> **Source extract**:
-.-.-

Don't schedule service academies, the stat:

Since 1995, the three FBS military academies — Air Force, Army, and Navy — are a combined 41-11-1 against the spread* as underdogs of more than three touchdowns (21.5 points or more), according to Odds Shark’s database.

Most recently, Army took 29-point favorite Oklahoma and 22-point favorite Michigan to overtime in consecutive years, while 2018 Navy covered against Notre Dame and UCF. The popular advanced analytics agreed with the big spreads before kickoff ... and yet the trend held steady.

If you took the military underdog to cover all 53 of those spreads, you’d have beaten Vegas a hilarious 78.8% of the time. It’s hard to imagine there’s a much stronger trend with historical backing like this one. Just for reference, beating the sports book a mere 55 percent of the time would be considered really, really excellent.

Hoover Street Rag:

I am not saying any of us is a prophet, but someone in the Michigan fan base saw the Army/Oklahoma game as it played out last year on that one guy's Periscope stream and immediately asked the question "Wait, why did we schedule in 2019 Army again?"  Especially since Army was supposed to be playing Northwestern today.  Keeping in mind that Army had won 12 games in four years prior to 2015 when this game was announced, it wasn't an overly terrible idea, it's just that Jeff Monken hadn't had time to go full wizard on his team.  But never schedule a service academy.  We're done with this.  Or at least, we should be.

Lorenz:

Two wide open receivers missed (Bell deep, Collins in OT) and a dropped ball; Michigan gave away three easy touchdowns in the passing game. What concerned me most about Patterson is that he was only able to pick Army apart when he had a ton of time to throw the ball. He made a couple of improv plays out of the pocket, but there was very little as far as quick, crisp throws to get the ball in the hands of their playmakers. He didn't look decisive throughout the game and was totally careless with the ball on his first fumble. Call it what it was: a disappointing performance.

Sap's Decals:

OFFENSIVE CHAMPION – For the second straight week I’m going with Zach Charbonnet. Great running backs typically see three things when they run: the hole, the 1st down sticks and the end zone. It’s becoming obvious that 24 has the vision to see all three. Last week it was great pass-pro, this week it is the durability to carry the ball 33 times for 100 yards and three touchdowns. Dude’s just getting started and he already looks so comfortable in this offense.

MGoFish. Maize and Go Blue. Maize and Blue Nation. Adam Rittenberg.

Comments

MGoBlue96

September 9th, 2019 at 2:16 PM ^

I truly feel like Harbaugh and the program in general are stuck in a cycle of trying to do things the Bo way.  The Bo way says we are just going to be stronger and tougher than the other team on short yardage regardless of the numbers disadvantage. It also has the mantra that we are going to impose our will on the other team versus reacting to what the opponent is actually doing. I really feel like the core issue under Harbaugh is the unwillingness to take the easy thing/the thing the defense is giving you. Everything has to be so difficult for no reason. The offensive philosophy is still stuck in the past in some ways regardless of what new stuff is added to the offense.

-.-.-

> **Exercise goal**: Pull from the football roundup the passage from "September 9th, 2019" to "to the offense.", copied word for word.

-.-.-

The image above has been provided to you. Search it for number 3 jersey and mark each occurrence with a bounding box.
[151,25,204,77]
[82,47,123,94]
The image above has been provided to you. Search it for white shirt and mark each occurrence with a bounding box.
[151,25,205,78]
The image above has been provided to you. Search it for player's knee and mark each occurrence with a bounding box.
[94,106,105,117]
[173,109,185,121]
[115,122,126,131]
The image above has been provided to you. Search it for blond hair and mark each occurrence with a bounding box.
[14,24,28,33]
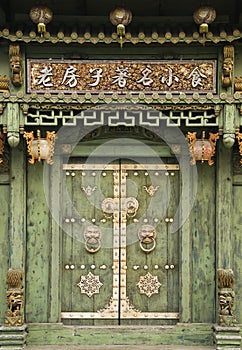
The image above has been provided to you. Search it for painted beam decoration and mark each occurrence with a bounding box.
[27,59,216,93]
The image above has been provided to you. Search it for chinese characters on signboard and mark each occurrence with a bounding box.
[27,60,216,93]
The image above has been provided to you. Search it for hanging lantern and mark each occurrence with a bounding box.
[24,130,57,164]
[186,131,219,165]
[109,7,132,47]
[193,6,216,36]
[29,5,53,35]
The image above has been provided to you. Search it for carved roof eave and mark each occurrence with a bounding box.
[0,91,242,105]
[0,28,242,45]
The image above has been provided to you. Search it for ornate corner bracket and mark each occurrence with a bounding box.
[214,269,241,350]
[222,45,234,89]
[9,45,23,87]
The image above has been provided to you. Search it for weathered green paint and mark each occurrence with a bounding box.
[231,170,242,323]
[26,162,50,322]
[191,163,216,323]
[48,157,63,322]
[216,140,233,268]
[9,143,26,269]
[27,324,213,345]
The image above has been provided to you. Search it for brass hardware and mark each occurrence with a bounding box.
[99,264,107,270]
[81,185,97,197]
[138,225,156,253]
[143,185,160,197]
[165,264,175,270]
[77,272,103,298]
[126,197,139,217]
[101,197,139,217]
[165,218,174,223]
[137,272,161,298]
[84,225,101,253]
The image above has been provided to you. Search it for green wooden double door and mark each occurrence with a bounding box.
[61,161,179,325]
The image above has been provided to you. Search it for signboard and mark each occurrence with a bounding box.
[27,59,216,93]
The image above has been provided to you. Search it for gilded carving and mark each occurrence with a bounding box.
[222,46,234,88]
[235,131,242,164]
[186,132,219,165]
[234,77,242,92]
[5,269,24,326]
[27,60,216,93]
[0,76,9,92]
[0,132,6,164]
[218,269,237,327]
[9,45,23,86]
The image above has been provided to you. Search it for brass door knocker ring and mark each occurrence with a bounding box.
[126,197,139,218]
[85,239,101,253]
[84,225,102,253]
[139,239,156,253]
[138,225,156,253]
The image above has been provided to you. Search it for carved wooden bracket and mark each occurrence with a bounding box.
[217,269,237,327]
[5,269,24,327]
[222,45,234,89]
[9,45,23,86]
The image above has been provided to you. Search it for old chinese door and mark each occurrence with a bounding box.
[61,161,179,325]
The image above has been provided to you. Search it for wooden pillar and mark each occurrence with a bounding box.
[9,142,26,269]
[179,163,197,323]
[216,106,234,269]
[47,156,62,322]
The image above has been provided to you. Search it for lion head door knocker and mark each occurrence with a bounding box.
[138,225,156,253]
[84,225,102,253]
[126,197,139,218]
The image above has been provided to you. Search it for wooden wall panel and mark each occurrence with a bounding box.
[191,164,216,323]
[0,180,9,324]
[26,163,51,322]
[231,175,242,323]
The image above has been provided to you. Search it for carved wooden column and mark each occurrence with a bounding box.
[214,269,241,350]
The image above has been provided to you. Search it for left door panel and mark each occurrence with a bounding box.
[62,164,119,325]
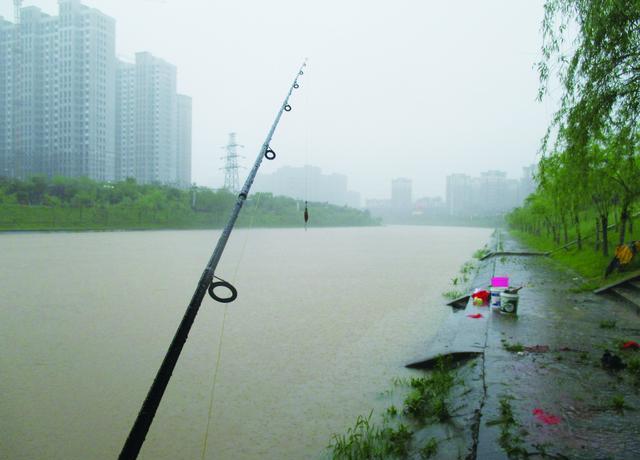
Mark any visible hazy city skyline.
[0,0,555,198]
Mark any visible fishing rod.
[118,60,307,460]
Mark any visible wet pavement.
[414,232,640,459]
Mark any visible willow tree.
[538,0,640,155]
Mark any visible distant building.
[446,168,535,216]
[0,0,191,186]
[176,94,191,188]
[446,174,473,216]
[412,196,447,217]
[253,166,360,208]
[519,164,538,203]
[0,0,115,180]
[117,52,178,184]
[391,177,413,215]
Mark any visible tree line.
[0,176,379,230]
[507,0,640,256]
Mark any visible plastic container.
[500,292,520,315]
[489,286,507,308]
[491,276,509,288]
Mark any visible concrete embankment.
[413,232,640,459]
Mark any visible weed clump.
[328,411,413,460]
[404,362,455,422]
[487,396,529,459]
[600,319,617,329]
[418,438,438,460]
[500,339,524,353]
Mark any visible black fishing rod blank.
[118,61,307,460]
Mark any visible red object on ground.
[533,408,560,425]
[620,340,640,350]
[471,291,490,302]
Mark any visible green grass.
[511,230,640,290]
[611,395,626,412]
[600,319,617,329]
[327,359,457,460]
[500,339,524,353]
[487,396,529,459]
[418,438,438,460]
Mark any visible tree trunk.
[573,212,582,251]
[618,206,629,245]
[600,215,609,257]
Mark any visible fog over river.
[0,226,491,459]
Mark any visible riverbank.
[336,231,640,459]
[0,177,380,231]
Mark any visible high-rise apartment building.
[116,52,181,185]
[0,0,115,180]
[177,94,191,187]
[446,168,535,216]
[0,0,191,187]
[391,177,413,214]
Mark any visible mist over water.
[0,227,490,459]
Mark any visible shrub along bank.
[0,176,379,230]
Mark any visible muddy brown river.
[0,226,491,460]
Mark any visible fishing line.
[118,61,306,460]
[200,193,262,460]
[302,60,311,232]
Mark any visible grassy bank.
[0,177,379,231]
[510,229,640,289]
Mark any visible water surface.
[0,227,490,459]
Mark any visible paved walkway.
[410,232,640,460]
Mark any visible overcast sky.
[0,0,555,198]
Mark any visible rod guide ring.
[208,280,238,303]
[264,147,276,160]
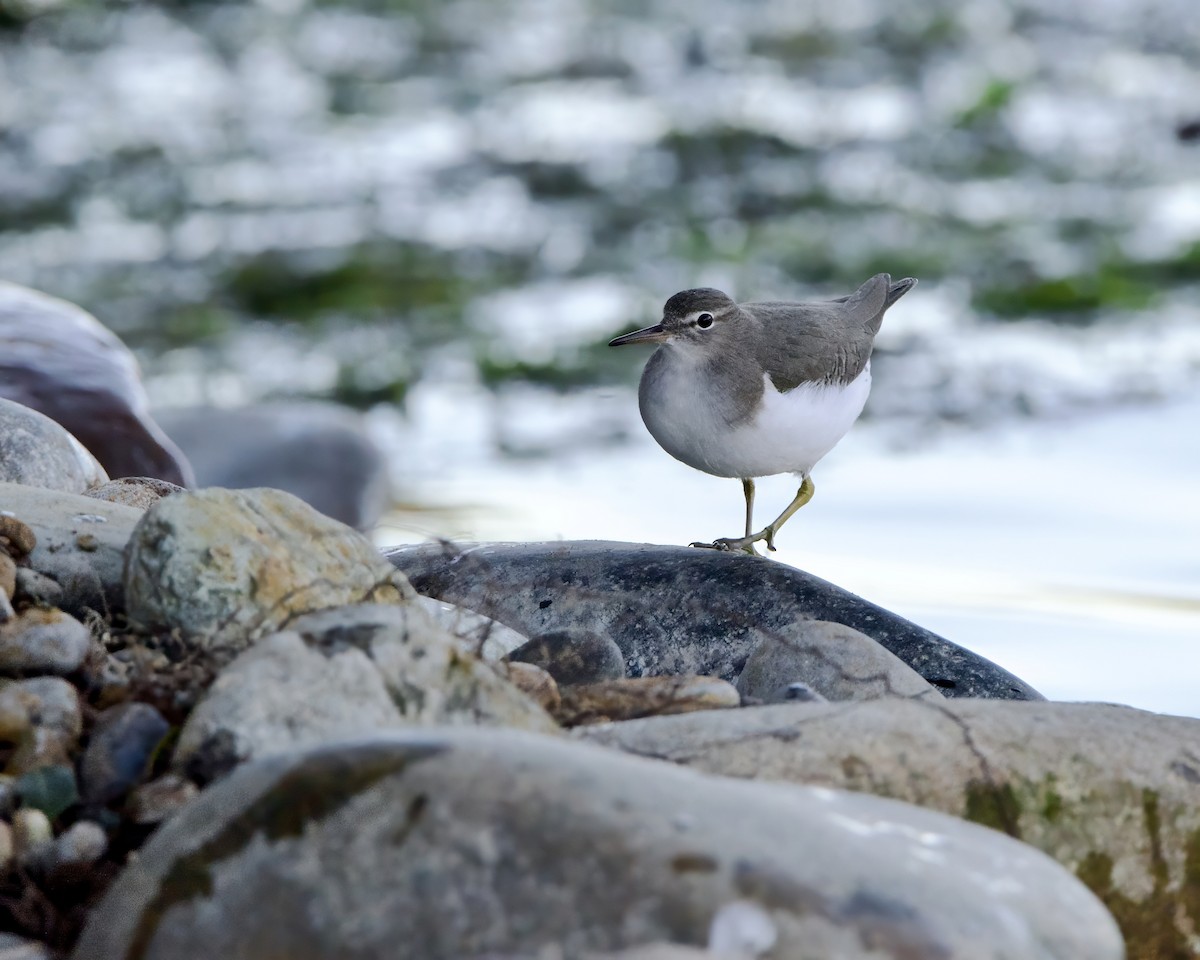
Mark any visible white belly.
[646,364,871,479]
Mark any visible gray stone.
[174,605,557,768]
[418,596,529,662]
[554,677,742,726]
[0,607,91,673]
[738,620,943,703]
[84,476,184,510]
[386,541,1042,700]
[577,700,1200,958]
[0,484,142,617]
[0,282,191,486]
[16,566,62,607]
[125,488,416,650]
[73,730,1123,960]
[509,628,625,685]
[79,702,170,804]
[0,677,83,776]
[0,397,108,493]
[158,402,391,529]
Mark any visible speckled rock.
[158,401,390,529]
[738,620,943,703]
[174,604,557,768]
[125,488,415,650]
[554,677,742,726]
[0,677,83,775]
[388,541,1042,700]
[79,702,170,804]
[0,607,91,674]
[73,730,1122,960]
[84,476,184,510]
[0,282,191,485]
[418,596,529,661]
[0,484,142,617]
[0,397,108,492]
[577,700,1200,960]
[509,629,625,686]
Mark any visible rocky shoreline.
[0,283,1200,960]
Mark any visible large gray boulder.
[0,397,108,494]
[73,730,1123,960]
[0,484,142,617]
[175,604,558,767]
[576,700,1200,960]
[0,281,191,486]
[386,541,1042,700]
[157,401,391,529]
[125,487,416,652]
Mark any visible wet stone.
[509,628,625,686]
[0,607,91,674]
[79,702,170,804]
[554,677,742,726]
[738,620,943,703]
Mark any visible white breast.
[642,364,871,478]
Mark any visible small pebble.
[17,566,62,607]
[124,773,200,825]
[0,677,83,776]
[44,820,108,883]
[79,703,170,804]
[12,806,54,864]
[0,607,91,673]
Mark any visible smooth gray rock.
[125,487,416,652]
[157,402,391,529]
[174,604,558,768]
[386,541,1042,700]
[0,607,91,673]
[574,698,1200,958]
[0,282,191,486]
[73,730,1123,960]
[738,620,943,703]
[0,484,142,617]
[0,397,108,493]
[79,702,170,804]
[509,629,625,686]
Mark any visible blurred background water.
[0,0,1200,714]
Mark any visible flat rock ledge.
[585,700,1200,960]
[73,728,1123,960]
[386,540,1043,700]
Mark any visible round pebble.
[0,607,91,673]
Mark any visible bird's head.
[608,287,739,347]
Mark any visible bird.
[608,274,917,554]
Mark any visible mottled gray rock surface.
[738,620,943,703]
[125,488,416,650]
[0,397,108,492]
[386,541,1042,700]
[73,730,1122,960]
[157,402,390,529]
[0,282,191,486]
[175,604,557,767]
[576,700,1200,960]
[0,484,142,617]
[0,607,91,674]
[509,629,625,685]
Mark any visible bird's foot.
[689,532,775,557]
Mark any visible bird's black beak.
[608,323,670,347]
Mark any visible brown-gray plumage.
[611,274,917,552]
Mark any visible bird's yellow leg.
[746,476,816,550]
[692,476,816,553]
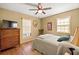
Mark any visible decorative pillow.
[57,35,70,42]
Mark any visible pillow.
[57,35,70,42]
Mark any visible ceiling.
[0,3,79,18]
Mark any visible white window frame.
[57,17,71,33]
[22,19,32,38]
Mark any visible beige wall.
[0,8,40,43]
[41,9,79,35]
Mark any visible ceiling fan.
[29,3,52,15]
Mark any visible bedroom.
[0,3,79,55]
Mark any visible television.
[2,20,17,28]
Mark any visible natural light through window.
[22,19,31,38]
[57,17,70,33]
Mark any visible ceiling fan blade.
[43,7,52,10]
[24,3,37,7]
[35,12,38,15]
[42,11,46,14]
[29,9,38,11]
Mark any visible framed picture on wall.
[47,22,52,30]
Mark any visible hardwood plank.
[0,41,41,55]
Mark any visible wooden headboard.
[71,27,79,46]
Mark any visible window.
[57,17,70,33]
[22,19,31,38]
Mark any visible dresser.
[0,28,20,50]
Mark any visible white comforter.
[33,34,79,55]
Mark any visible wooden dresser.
[0,28,20,50]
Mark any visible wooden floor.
[0,42,41,55]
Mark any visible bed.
[32,34,74,55]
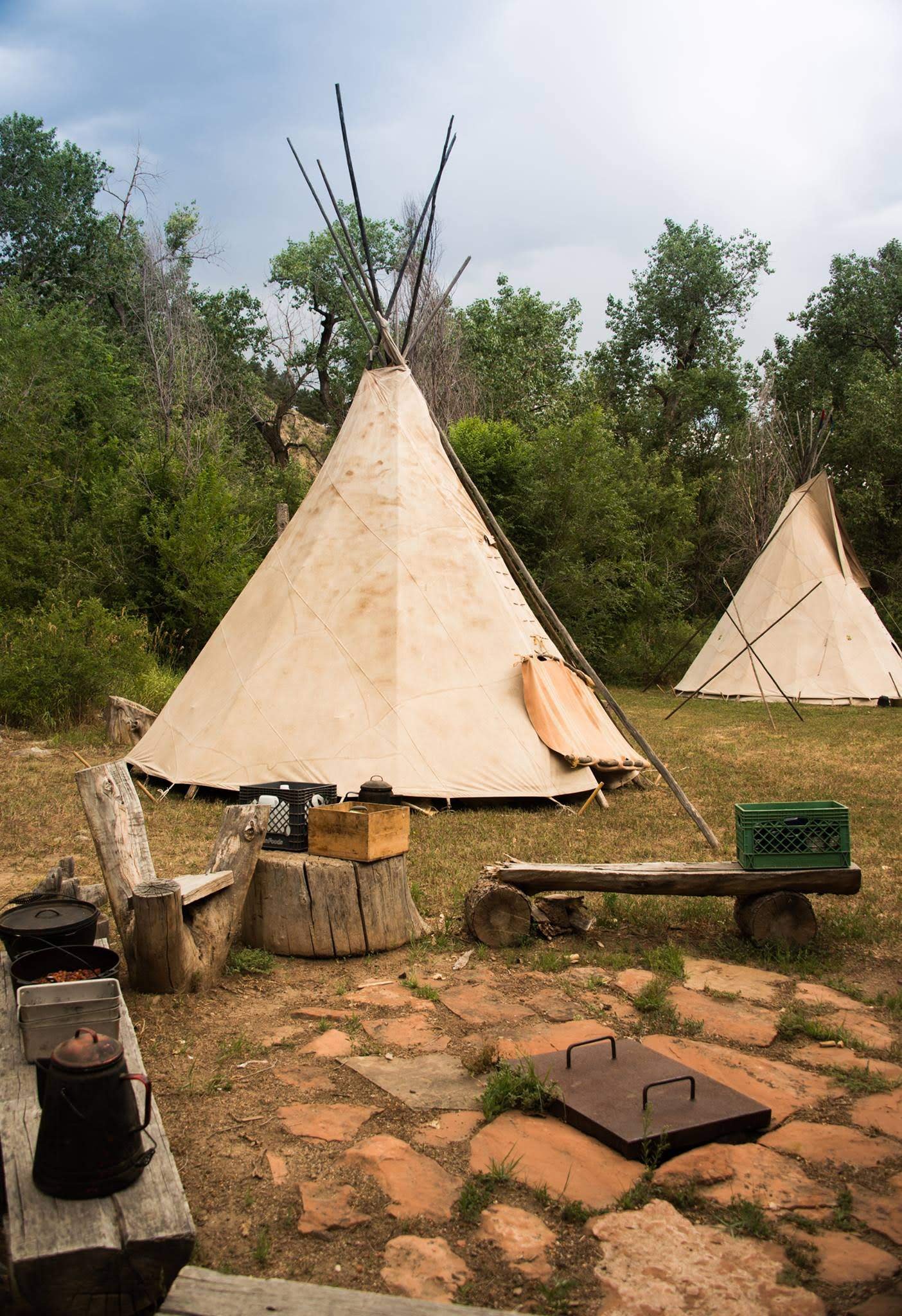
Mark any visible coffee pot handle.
[122,1074,151,1133]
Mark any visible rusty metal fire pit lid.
[522,1035,770,1160]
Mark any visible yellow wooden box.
[306,800,411,863]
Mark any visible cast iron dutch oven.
[0,900,97,959]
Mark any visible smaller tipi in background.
[676,472,902,704]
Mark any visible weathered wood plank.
[0,956,195,1316]
[161,1266,513,1316]
[486,860,862,896]
[173,869,235,908]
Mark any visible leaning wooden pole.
[430,408,721,850]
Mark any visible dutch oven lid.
[50,1027,122,1070]
[0,900,97,937]
[360,774,392,795]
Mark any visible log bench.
[161,1266,514,1316]
[464,859,862,947]
[0,941,195,1316]
[241,850,427,959]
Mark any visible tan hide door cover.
[524,657,647,778]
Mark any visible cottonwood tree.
[270,201,402,428]
[459,274,583,434]
[589,220,770,475]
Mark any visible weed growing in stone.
[226,947,276,974]
[482,1060,559,1120]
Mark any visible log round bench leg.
[464,878,531,948]
[732,891,818,947]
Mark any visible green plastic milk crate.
[735,800,851,869]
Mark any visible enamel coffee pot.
[31,1027,155,1198]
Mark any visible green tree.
[588,220,769,475]
[270,202,403,425]
[0,114,134,300]
[459,274,583,434]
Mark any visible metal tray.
[519,1035,770,1160]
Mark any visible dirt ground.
[0,692,902,1316]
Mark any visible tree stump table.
[242,850,427,959]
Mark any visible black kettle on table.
[31,1027,155,1198]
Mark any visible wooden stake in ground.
[75,762,270,992]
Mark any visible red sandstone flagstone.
[851,1087,902,1155]
[760,1120,902,1170]
[342,1133,463,1220]
[655,1143,836,1211]
[642,1035,842,1124]
[667,984,777,1046]
[851,1285,902,1316]
[793,1042,902,1083]
[413,1111,482,1148]
[292,1006,354,1020]
[297,1179,369,1238]
[614,968,655,996]
[380,1234,473,1303]
[790,1229,899,1285]
[476,1203,555,1282]
[852,1174,902,1246]
[265,1152,288,1188]
[301,1027,351,1060]
[795,983,869,1009]
[682,958,791,1006]
[274,1065,333,1092]
[276,1101,382,1143]
[363,1015,451,1051]
[530,987,580,1024]
[470,1111,642,1211]
[587,1202,824,1316]
[441,983,535,1025]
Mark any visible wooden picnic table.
[0,942,195,1316]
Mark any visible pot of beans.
[9,947,119,991]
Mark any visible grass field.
[0,689,902,992]
[0,691,902,1316]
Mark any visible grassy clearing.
[0,689,902,990]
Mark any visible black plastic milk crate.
[238,782,338,850]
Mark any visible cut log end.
[464,878,531,948]
[734,891,818,947]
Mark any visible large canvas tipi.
[129,366,644,797]
[676,472,902,704]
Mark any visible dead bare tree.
[251,301,322,470]
[721,375,793,573]
[396,197,479,429]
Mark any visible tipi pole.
[317,161,381,321]
[430,408,721,850]
[385,114,457,320]
[335,83,383,310]
[401,255,472,357]
[285,137,376,323]
[723,576,777,736]
[664,580,820,722]
[642,619,710,695]
[723,580,805,731]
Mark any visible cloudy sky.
[0,0,902,354]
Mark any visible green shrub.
[0,592,177,728]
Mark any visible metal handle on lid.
[567,1033,617,1069]
[642,1074,696,1111]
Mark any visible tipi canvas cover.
[129,366,642,797]
[676,474,902,704]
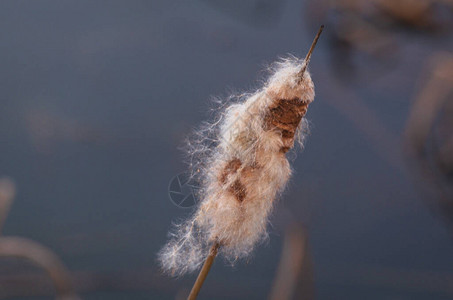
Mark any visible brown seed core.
[219,158,247,202]
[264,98,308,153]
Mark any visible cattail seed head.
[159,28,322,275]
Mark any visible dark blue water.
[0,1,453,299]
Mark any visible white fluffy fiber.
[159,57,314,275]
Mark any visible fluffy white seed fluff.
[159,57,314,275]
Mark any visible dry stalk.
[187,242,220,300]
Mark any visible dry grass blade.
[0,237,79,300]
[269,225,307,300]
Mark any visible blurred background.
[0,0,453,300]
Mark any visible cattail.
[159,27,323,282]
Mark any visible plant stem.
[187,242,220,300]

-.-.-

> **Problem solution**:
September 9th, 2019 at 2:16 PM ^

I truly feel like Harbaugh and the program in general are stuck in a cycle of trying to do things the Bo way.  The Bo way says we are just going to be stronger and tougher than the other team on short yardage regardless of the numbers disadvantage. It also has the mantra that we are going to impose our will on the other team versus reacting to what the opponent is actually doing. I really feel like the core issue under Harbaugh is the unwillingness to take the easy thing/the thing the defense is giving you. Everything has to be so difficult for no reason. The offensive philosophy is still stuck in the past in some ways regardless of what new stuff is added to the offense.